Start of INPUT DATA
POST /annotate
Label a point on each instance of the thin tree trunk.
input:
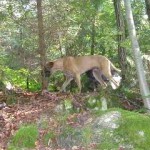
(93, 37)
(144, 89)
(147, 3)
(42, 47)
(121, 37)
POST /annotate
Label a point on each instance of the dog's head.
(47, 71)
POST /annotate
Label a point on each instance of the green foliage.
(133, 131)
(25, 137)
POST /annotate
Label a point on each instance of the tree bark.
(147, 3)
(42, 47)
(121, 37)
(144, 89)
(93, 37)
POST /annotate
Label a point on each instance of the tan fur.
(73, 67)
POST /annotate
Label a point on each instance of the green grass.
(25, 137)
(134, 130)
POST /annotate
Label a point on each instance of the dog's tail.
(114, 68)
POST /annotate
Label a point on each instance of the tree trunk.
(147, 3)
(42, 47)
(121, 37)
(93, 37)
(144, 89)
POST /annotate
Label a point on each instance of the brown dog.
(73, 67)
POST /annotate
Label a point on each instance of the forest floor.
(30, 108)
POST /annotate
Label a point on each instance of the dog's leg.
(78, 80)
(107, 72)
(65, 84)
(98, 76)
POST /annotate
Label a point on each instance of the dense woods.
(33, 32)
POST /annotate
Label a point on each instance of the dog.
(74, 67)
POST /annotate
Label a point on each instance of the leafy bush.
(25, 137)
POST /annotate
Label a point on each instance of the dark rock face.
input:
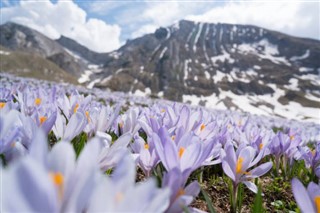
(202, 59)
(20, 38)
(82, 51)
(191, 59)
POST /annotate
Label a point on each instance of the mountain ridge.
(242, 67)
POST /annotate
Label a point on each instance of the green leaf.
(257, 204)
(79, 143)
(208, 201)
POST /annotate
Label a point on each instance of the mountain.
(16, 37)
(215, 65)
(221, 65)
(31, 65)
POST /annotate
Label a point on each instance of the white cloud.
(298, 18)
(65, 18)
(145, 29)
(165, 13)
(292, 17)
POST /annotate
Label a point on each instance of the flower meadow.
(68, 149)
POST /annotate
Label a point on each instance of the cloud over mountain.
(64, 18)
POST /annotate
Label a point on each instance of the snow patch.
(197, 37)
(92, 83)
(163, 52)
(256, 67)
(4, 52)
(294, 83)
(207, 74)
(305, 69)
(304, 56)
(85, 76)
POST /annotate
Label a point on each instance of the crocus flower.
(236, 165)
(111, 155)
(181, 196)
(308, 199)
(54, 181)
(188, 154)
(148, 157)
(75, 126)
(311, 157)
(120, 193)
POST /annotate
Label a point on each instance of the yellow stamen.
(260, 146)
(181, 192)
(88, 116)
(42, 119)
(119, 196)
(75, 109)
(57, 178)
(181, 151)
(37, 101)
(2, 104)
(317, 202)
(239, 165)
(202, 127)
(146, 146)
(291, 137)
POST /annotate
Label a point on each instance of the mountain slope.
(17, 37)
(221, 65)
(31, 65)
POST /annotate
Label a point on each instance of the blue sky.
(104, 26)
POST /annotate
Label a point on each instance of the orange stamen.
(37, 101)
(181, 151)
(42, 119)
(2, 104)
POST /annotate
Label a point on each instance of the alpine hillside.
(221, 66)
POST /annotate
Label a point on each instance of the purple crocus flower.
(181, 196)
(236, 164)
(54, 181)
(120, 193)
(308, 199)
(75, 126)
(111, 155)
(311, 157)
(148, 157)
(187, 154)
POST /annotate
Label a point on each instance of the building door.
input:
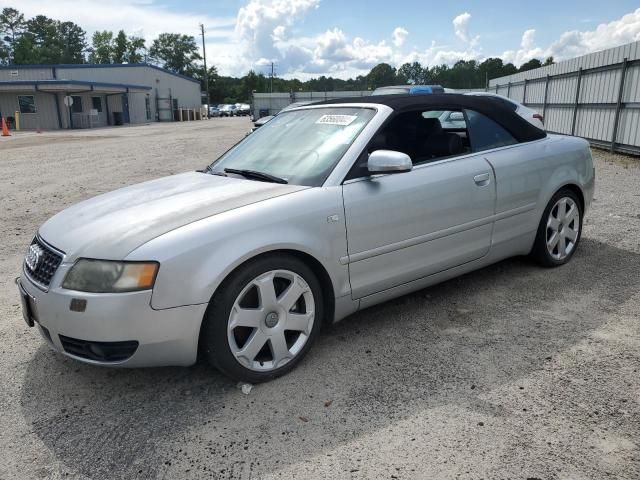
(125, 108)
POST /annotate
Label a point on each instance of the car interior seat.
(437, 142)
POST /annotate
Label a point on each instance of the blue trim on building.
(99, 65)
(73, 82)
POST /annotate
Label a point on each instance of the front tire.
(263, 319)
(559, 231)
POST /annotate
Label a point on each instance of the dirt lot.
(509, 372)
End of INPUT DATA
EXERCISE REQUIREMENTS =
Could you reproduce every entry exactly, leaving out the pictures?

OUTPUT FOR THIS EXERCISE =
POST /annotate
Label a point on each instance of the thin tree trunk.
input:
(93, 37)
(144, 89)
(147, 3)
(42, 47)
(121, 37)
POST /annotate
Label a point on each instance of the dog's head.
(47, 71)
POST /annotate
Label a point on each instance of the green foliage.
(133, 131)
(25, 137)
POST /annotate
Label a point on each instance of the tree bark.
(147, 3)
(42, 47)
(121, 37)
(144, 89)
(93, 37)
POST /annotate
Label a point on each instance of the tan fur.
(73, 67)
POST /annotate
Label a point on each instance of the green grass.
(25, 137)
(134, 130)
POST /annotate
Label a point on each instance of the dog's tail.
(114, 68)
POST /annotate
Label a point on each instance of the tree trunk.
(147, 3)
(42, 47)
(121, 37)
(93, 37)
(144, 89)
POST /annotate
Label a point on each instance of the brown dog.
(73, 67)
POST /annotate
Label a point on each instance of the forest floor.
(30, 108)
POST /annotate
Label a point on each instance of the dog's leg.
(78, 80)
(107, 72)
(65, 84)
(98, 76)
POST /annotate
Label a point on each instance of the dense woods.
(33, 32)
POST /annotate
Label a point on each instance of the dog.
(74, 67)
POST /annotate
Label a point on each instance of the leafy bush.
(25, 137)
POST /annotate
Label a point on each instance of the dark rock face.
input:
(202, 59)
(20, 38)
(82, 51)
(191, 59)
POST /annotate
Label a point on each instance of the mountain ridge.
(242, 67)
POST /annotate
Label a point on each instance of the green leaf.
(257, 204)
(79, 143)
(208, 201)
POST /annotate
Label a point on each instance of the mountain.
(16, 37)
(215, 65)
(221, 65)
(31, 65)
POST /annotate
Label a point on each instance of the white cloud.
(298, 18)
(65, 18)
(145, 29)
(165, 13)
(292, 17)
POST /annotate
Label a point on each instance of the flower meadow.
(68, 149)
POST /annotate
Label a point on each instance of the cloud over mountain.
(64, 18)
POST /annotate
Label a point on each instance of the snow patch.
(197, 37)
(92, 83)
(163, 52)
(256, 67)
(4, 52)
(294, 83)
(207, 74)
(305, 69)
(304, 56)
(85, 76)
POST /annotate
Label a point on each instance of the crocus flower.
(236, 165)
(111, 155)
(181, 196)
(308, 199)
(54, 181)
(188, 154)
(148, 157)
(75, 126)
(311, 157)
(120, 193)
POST /annotate
Label a point on each instance of the yellow stamen.
(260, 146)
(181, 192)
(88, 116)
(42, 119)
(119, 196)
(75, 109)
(57, 178)
(181, 151)
(37, 101)
(2, 104)
(317, 202)
(239, 165)
(202, 127)
(146, 146)
(291, 137)
POST /annotate
Label a point on each instance of the mountain slope.
(17, 37)
(221, 65)
(31, 65)
POST /annotate
Label a point on each instance of the blue sky.
(104, 26)
POST /annotate
Label a point on each instance of the orange stamen.
(37, 101)
(181, 151)
(42, 119)
(2, 104)
POST /annotate
Label a point on each instance of the alpine hillside.
(221, 66)
POST /annotate
Label a point on each instance of the purple crocus flower.
(181, 196)
(236, 164)
(54, 181)
(120, 193)
(308, 199)
(75, 126)
(111, 155)
(311, 157)
(148, 157)
(187, 154)
POST /annotate
Label a point on each instance of the building door.
input:
(125, 108)
POST /annotate
Label a point on each instance of the car interior seat.
(437, 142)
POST /annotate
Label a point on each instance of the blue trim on building.
(99, 65)
(73, 82)
POST /annotate
Label a point on each instance of the front tire.
(263, 319)
(559, 231)
POST /annotate
Label a point on each instance of the dirt lot.
(509, 372)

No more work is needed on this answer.